>> start GIVEN RECORDS

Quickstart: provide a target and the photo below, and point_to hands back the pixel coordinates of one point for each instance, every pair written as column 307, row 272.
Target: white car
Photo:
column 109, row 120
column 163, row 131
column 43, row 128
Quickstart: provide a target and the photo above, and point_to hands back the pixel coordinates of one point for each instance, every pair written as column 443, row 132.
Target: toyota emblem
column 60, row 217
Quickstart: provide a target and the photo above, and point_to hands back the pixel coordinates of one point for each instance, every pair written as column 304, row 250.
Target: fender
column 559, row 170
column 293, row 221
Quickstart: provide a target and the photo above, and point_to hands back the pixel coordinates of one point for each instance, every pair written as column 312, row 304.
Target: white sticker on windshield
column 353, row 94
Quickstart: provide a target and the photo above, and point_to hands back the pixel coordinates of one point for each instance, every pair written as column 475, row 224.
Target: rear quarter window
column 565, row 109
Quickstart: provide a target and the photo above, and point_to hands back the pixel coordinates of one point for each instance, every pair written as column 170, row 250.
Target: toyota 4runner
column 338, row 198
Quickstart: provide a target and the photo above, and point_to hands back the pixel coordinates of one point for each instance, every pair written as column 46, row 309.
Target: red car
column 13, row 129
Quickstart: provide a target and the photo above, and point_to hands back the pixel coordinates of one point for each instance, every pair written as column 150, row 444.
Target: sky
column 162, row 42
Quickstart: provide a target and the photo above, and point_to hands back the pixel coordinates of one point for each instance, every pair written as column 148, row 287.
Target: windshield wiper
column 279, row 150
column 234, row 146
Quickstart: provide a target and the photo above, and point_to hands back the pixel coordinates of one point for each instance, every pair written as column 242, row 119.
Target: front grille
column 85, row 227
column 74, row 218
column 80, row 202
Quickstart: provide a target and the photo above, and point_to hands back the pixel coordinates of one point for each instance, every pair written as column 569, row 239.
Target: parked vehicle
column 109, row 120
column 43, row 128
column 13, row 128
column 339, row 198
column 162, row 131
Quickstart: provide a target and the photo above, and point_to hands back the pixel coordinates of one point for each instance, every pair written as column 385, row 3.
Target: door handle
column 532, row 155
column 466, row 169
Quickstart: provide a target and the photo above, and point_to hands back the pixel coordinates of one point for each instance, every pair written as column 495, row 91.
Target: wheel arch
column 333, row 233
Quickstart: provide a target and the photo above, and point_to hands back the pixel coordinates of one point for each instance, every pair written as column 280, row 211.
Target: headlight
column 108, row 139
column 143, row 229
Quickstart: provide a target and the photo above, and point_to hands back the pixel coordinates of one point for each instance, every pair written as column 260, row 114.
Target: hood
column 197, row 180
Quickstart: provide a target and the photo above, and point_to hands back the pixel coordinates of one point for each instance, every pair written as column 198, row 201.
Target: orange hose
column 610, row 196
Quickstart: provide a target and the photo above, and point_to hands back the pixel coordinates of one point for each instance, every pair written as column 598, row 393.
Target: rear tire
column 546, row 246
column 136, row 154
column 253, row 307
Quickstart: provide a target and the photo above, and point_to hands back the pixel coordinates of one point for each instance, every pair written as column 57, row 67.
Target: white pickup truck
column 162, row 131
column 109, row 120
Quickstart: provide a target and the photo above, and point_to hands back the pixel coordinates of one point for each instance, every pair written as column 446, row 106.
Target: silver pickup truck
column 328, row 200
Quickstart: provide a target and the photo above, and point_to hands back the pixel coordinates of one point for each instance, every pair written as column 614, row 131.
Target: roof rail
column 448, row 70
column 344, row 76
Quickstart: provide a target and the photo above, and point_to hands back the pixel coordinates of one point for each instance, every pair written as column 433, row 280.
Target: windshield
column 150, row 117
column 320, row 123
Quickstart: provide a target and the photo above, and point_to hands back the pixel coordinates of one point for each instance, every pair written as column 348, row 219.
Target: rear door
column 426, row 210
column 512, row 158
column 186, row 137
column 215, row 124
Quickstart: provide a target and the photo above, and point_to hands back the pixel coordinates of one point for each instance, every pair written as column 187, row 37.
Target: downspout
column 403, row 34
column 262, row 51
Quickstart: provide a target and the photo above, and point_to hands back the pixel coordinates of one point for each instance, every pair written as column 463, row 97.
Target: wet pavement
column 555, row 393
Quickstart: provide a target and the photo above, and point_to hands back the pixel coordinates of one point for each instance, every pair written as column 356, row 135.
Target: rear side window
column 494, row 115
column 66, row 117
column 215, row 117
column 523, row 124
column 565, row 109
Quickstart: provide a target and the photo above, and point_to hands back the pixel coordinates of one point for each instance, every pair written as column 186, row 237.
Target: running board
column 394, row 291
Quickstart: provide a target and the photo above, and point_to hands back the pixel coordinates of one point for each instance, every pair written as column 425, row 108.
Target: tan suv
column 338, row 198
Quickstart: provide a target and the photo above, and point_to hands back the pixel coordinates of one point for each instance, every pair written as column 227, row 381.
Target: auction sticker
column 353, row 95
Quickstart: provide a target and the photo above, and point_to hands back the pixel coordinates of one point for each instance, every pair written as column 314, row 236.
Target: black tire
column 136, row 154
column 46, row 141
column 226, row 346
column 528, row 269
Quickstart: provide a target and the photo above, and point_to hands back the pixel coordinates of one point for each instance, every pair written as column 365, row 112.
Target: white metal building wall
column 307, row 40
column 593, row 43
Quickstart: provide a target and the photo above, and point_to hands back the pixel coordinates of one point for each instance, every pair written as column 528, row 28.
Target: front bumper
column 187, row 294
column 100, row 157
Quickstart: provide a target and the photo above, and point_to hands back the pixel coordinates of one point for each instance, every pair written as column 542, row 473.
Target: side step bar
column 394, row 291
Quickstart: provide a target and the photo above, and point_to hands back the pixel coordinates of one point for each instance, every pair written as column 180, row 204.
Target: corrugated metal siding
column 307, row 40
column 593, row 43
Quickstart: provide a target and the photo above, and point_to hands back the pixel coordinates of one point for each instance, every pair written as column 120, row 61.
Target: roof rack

>> end GIVEN RECORDS

## WHAT YOU ARE ASKED TO DO
Render the listing above as a Markdown table with the columns "Row" and "Listing line," putting each non-blank line in its own numbered row.

## THE RESULT
| Row | Listing line |
|---|---|
| 1 | Quickstart: provide a target and the photo below, and point_to hands back the pixel coordinates of one point for each instance, every pair written as column 307, row 272. |
| 2 | Target: white car |
| 3 | Photo: |
| 4 | column 109, row 120 |
| 5 | column 163, row 131 |
| 6 | column 43, row 128 |
| 7 | Quickstart: provide a target and the photo above, and point_to hands back the pixel coordinates of one point for each instance, every pair written as column 443, row 132. |
| 8 | Target: toyota emblem |
| 9 | column 60, row 217 |
| 10 | Quickstart: provide a target and the photo above, and point_to hands back the pixel coordinates of one point for each instance, every pair written as column 304, row 250. |
| 11 | Target: fender |
| 12 | column 559, row 170 |
| 13 | column 293, row 221 |
| 14 | Quickstart: provide a target and the photo above, and point_to hands back the pixel coordinates of one point for each instance, every pair written as column 312, row 304. |
| 15 | Target: white sticker on windshield |
| 16 | column 353, row 94 |
| 17 | Quickstart: provide a target and the photo above, and point_to hands back the pixel coordinates of one point for each instance, every pair written as column 475, row 224. |
| 18 | Target: rear quarter window |
| 19 | column 565, row 109 |
| 20 | Quickstart: provide a target and the photo above, and point_to hands back the pixel coordinates of one point for each instance, every pair written as column 170, row 250. |
| 21 | Target: toyota 4runner |
| 22 | column 338, row 198 |
| 23 | Quickstart: provide a target and the photo above, and point_to hands back the pixel coordinates of one point for each instance, every pair written as column 46, row 309. |
| 24 | Target: red car |
| 25 | column 13, row 129 |
| 26 | Quickstart: provide a target and the photo above, and point_to hands back the pixel coordinates of one point for each instance, every pair written as column 150, row 444. |
| 27 | Target: sky |
| 28 | column 162, row 42 |
| 29 | Quickstart: provide a target and the photo above, and point_to hands back the pixel coordinates of one point for each instance, every pair written as column 148, row 287. |
| 30 | Target: windshield wiper |
| 31 | column 279, row 150 |
| 32 | column 234, row 146 |
| 33 | Quickstart: provide a target and the photo above, and point_to hands back the pixel coordinates of one point for each instance, every pair written as column 242, row 119. |
| 34 | Target: front grille |
| 35 | column 85, row 227 |
| 36 | column 74, row 218 |
| 37 | column 80, row 202 |
| 38 | Quickstart: provide a target and the photo above, and point_to hands back the pixel coordinates of one point for each instance, every pair written as column 569, row 239. |
| 39 | Target: parked vehicle |
| 40 | column 109, row 120 |
| 41 | column 43, row 128 |
| 42 | column 13, row 128 |
| 43 | column 339, row 198 |
| 44 | column 162, row 131 |
| 45 | Quickstart: provide a target and the photo above, and point_to hands back the pixel coordinates of one point for each instance, every pair written as column 385, row 3. |
| 46 | Target: door handle |
| 47 | column 532, row 155 |
| 48 | column 466, row 169 |
| 49 | Quickstart: provide a target and the photo above, and point_to hands back the pixel coordinates of one point for each instance, every pair written as column 495, row 91. |
| 50 | Target: wheel arch |
| 51 | column 333, row 233 |
| 52 | Quickstart: provide a target and the photo above, and point_to hands back the pixel coordinates of one point for each instance, every pair written as column 280, row 211. |
| 53 | Target: headlight |
| 54 | column 108, row 139 |
| 55 | column 143, row 229 |
| 56 | Quickstart: provide a target and the photo above, and point_to hands back the pixel coordinates of one point for each instance, every pair written as column 260, row 114. |
| 57 | Target: hood |
| 58 | column 197, row 180 |
| 59 | Quickstart: provide a target and the photo above, and point_to hands back the pixel coordinates of one point for each instance, every pair written as column 198, row 201. |
| 60 | Target: orange hose |
| 61 | column 610, row 196 |
| 62 | Quickstart: provide a target and the photo above, and point_to hands back the pixel coordinates of one point for each instance, every pair written as column 598, row 393. |
| 63 | Target: rear tire |
| 64 | column 546, row 246 |
| 65 | column 136, row 154 |
| 66 | column 253, row 307 |
| 67 | Quickstart: provide a target and the photo above, and point_to hands back the pixel coordinates of one point for each instance, every pair written as column 57, row 67. |
| 68 | Target: white pickup truck |
| 69 | column 162, row 131 |
| 70 | column 109, row 120 |
| 71 | Quickstart: provide a target and the photo above, and point_to hands back the pixel coordinates of one point for each instance, every pair written as column 446, row 106. |
| 72 | Target: silver pickup truck |
| 73 | column 328, row 200 |
| 74 | Quickstart: provide a target and the photo above, and point_to hands back the pixel coordinates of one point for each instance, every pair written as column 614, row 131. |
| 75 | Target: roof rail |
| 76 | column 448, row 70 |
| 77 | column 344, row 76 |
| 78 | Quickstart: provide a target and the photo above, and point_to hands back the pixel coordinates of one point for each instance, every pair written as column 433, row 280. |
| 79 | Target: windshield |
| 80 | column 150, row 117 |
| 81 | column 320, row 123 |
| 82 | Quickstart: provide a target and the photo above, and point_to hands back the pixel coordinates of one point for each instance, every pair written as column 348, row 219. |
| 83 | Target: rear door |
| 84 | column 426, row 210 |
| 85 | column 512, row 158 |
| 86 | column 186, row 137 |
| 87 | column 215, row 124 |
| 88 | Quickstart: provide a target and the photo above, and point_to hands back the pixel coordinates of one point for each instance, every pair written as column 187, row 37. |
| 89 | Target: downspout |
| 90 | column 403, row 34 |
| 91 | column 262, row 51 |
| 92 | Quickstart: provide a target and the photo above, and point_to hands back the pixel coordinates of one point for each instance, every pair written as column 463, row 97. |
| 93 | Target: wet pavement |
| 94 | column 555, row 393 |
| 95 | Quickstart: provide a target and the photo above, and point_to hands back the pixel coordinates of one point for each instance, every pair written as column 356, row 135. |
| 96 | Target: rear side window |
| 97 | column 494, row 115 |
| 98 | column 66, row 117 |
| 99 | column 215, row 117 |
| 100 | column 523, row 124 |
| 101 | column 565, row 109 |
| 102 | Quickstart: provide a target and the photo above, and point_to hands back the pixel coordinates of one point for each instance, every pair written as column 186, row 237. |
| 103 | Target: running board |
| 104 | column 394, row 291 |
| 105 | Quickstart: provide a target and the photo above, and point_to hands back the pixel coordinates of one point for each instance, every pair written as column 425, row 108. |
| 106 | Target: tan suv |
| 107 | column 338, row 198 |
| 108 | Quickstart: provide a target and the photo above, and point_to hands back the pixel coordinates of one point for each instance, every pair written as column 227, row 381. |
| 109 | Target: auction sticker |
| 110 | column 353, row 95 |
| 111 | Quickstart: provide a target and the photo above, and point_to hands back the pixel coordinates of one point for each instance, every pair written as column 314, row 236. |
| 112 | Target: black tire |
| 113 | column 136, row 154 |
| 114 | column 46, row 141 |
| 115 | column 226, row 346 |
| 116 | column 528, row 269 |
| 117 | Quickstart: provide a target and the photo above, and point_to hands back the pixel coordinates of one point for each instance, every pair written as column 365, row 112. |
| 118 | Target: white metal building wall |
| 119 | column 307, row 40 |
| 120 | column 593, row 43 |
| 121 | Quickstart: provide a target and the photo above, and point_to hands back the pixel coordinates of one point for each instance, every pair written as column 528, row 28. |
| 122 | Target: front bumper |
| 123 | column 187, row 294 |
| 124 | column 100, row 157 |
| 125 | Quickstart: provide a target and the photo above, and point_to hands back the pixel coordinates of one point for each instance, every pair written as column 542, row 473. |
| 126 | Target: side step bar |
| 127 | column 394, row 291 |
| 128 | Quickstart: provide a target and the photo above, and point_to hands back the pixel coordinates of one point for each instance, every pair written as column 180, row 204. |
| 129 | Target: corrugated metal siding |
| 130 | column 307, row 40 |
| 131 | column 593, row 43 |
| 132 | Quickstart: provide a target and the photo above, and point_to hands back the pixel coordinates of one point for each instance, every pair written as column 120, row 61. |
| 133 | Target: roof rack |